## What you need to do
Arrange the stretch from the line containing "of the small" through the end of the rows as a Markdown table with the columns No. and Text. Number each line in order and leave out blank lines.

::::::::

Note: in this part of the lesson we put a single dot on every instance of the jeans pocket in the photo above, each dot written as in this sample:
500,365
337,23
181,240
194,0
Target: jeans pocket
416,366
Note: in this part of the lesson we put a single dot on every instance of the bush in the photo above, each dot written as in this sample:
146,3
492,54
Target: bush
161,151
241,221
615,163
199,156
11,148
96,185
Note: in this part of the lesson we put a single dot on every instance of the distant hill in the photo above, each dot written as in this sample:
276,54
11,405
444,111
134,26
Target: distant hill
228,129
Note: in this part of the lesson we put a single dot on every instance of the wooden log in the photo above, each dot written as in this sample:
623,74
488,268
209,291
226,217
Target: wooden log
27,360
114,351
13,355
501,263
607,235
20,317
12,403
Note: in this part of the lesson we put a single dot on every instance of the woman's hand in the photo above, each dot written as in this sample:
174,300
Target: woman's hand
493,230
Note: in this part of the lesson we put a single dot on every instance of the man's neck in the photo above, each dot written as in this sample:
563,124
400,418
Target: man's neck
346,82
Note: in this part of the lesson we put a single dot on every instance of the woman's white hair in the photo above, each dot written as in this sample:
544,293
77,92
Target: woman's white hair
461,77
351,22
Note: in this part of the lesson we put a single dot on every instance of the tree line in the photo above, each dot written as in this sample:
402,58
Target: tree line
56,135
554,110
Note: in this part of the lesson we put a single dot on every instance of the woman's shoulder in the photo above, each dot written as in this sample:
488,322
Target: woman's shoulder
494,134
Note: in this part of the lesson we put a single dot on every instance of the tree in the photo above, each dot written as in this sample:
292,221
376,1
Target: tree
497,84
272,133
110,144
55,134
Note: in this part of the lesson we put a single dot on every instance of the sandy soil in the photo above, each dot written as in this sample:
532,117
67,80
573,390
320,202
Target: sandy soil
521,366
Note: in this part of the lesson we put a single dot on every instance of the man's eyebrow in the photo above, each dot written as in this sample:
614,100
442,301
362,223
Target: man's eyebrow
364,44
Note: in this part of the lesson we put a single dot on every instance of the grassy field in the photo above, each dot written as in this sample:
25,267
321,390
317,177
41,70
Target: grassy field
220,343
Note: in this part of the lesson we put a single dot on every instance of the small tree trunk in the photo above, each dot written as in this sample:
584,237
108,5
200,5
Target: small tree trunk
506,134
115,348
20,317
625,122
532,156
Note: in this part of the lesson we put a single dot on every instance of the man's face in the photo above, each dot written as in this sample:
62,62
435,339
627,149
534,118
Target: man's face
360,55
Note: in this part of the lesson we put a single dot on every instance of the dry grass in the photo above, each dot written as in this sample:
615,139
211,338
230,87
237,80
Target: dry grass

::::::::

## Output for this exercise
| No. | Text |
|---|---|
| 1 | Note: in this part of the lesson we put a single dot on every instance of the small tree trunk in the photo above, each dot written as in this sample: |
| 2 | 584,237 |
| 3 | 108,5 |
| 4 | 200,5 |
| 5 | Target: small tree trunk |
| 6 | 506,134 |
| 7 | 115,348 |
| 8 | 20,317 |
| 9 | 625,122 |
| 10 | 532,156 |
| 11 | Note: in this part of the lesson we put a single dot on every instance of the man's face in the photo above, each dot written as in this sample: |
| 12 | 62,62 |
| 13 | 435,339 |
| 14 | 627,149 |
| 15 | 534,118 |
| 16 | Target: man's face |
| 17 | 360,55 |
| 18 | Note: in this part of the lesson we put a single dot on every instance of the dry grass in the photo above, each dot written as in this sample: |
| 19 | 615,139 |
| 20 | 211,338 |
| 21 | 230,87 |
| 22 | 237,80 |
| 23 | Target: dry grass |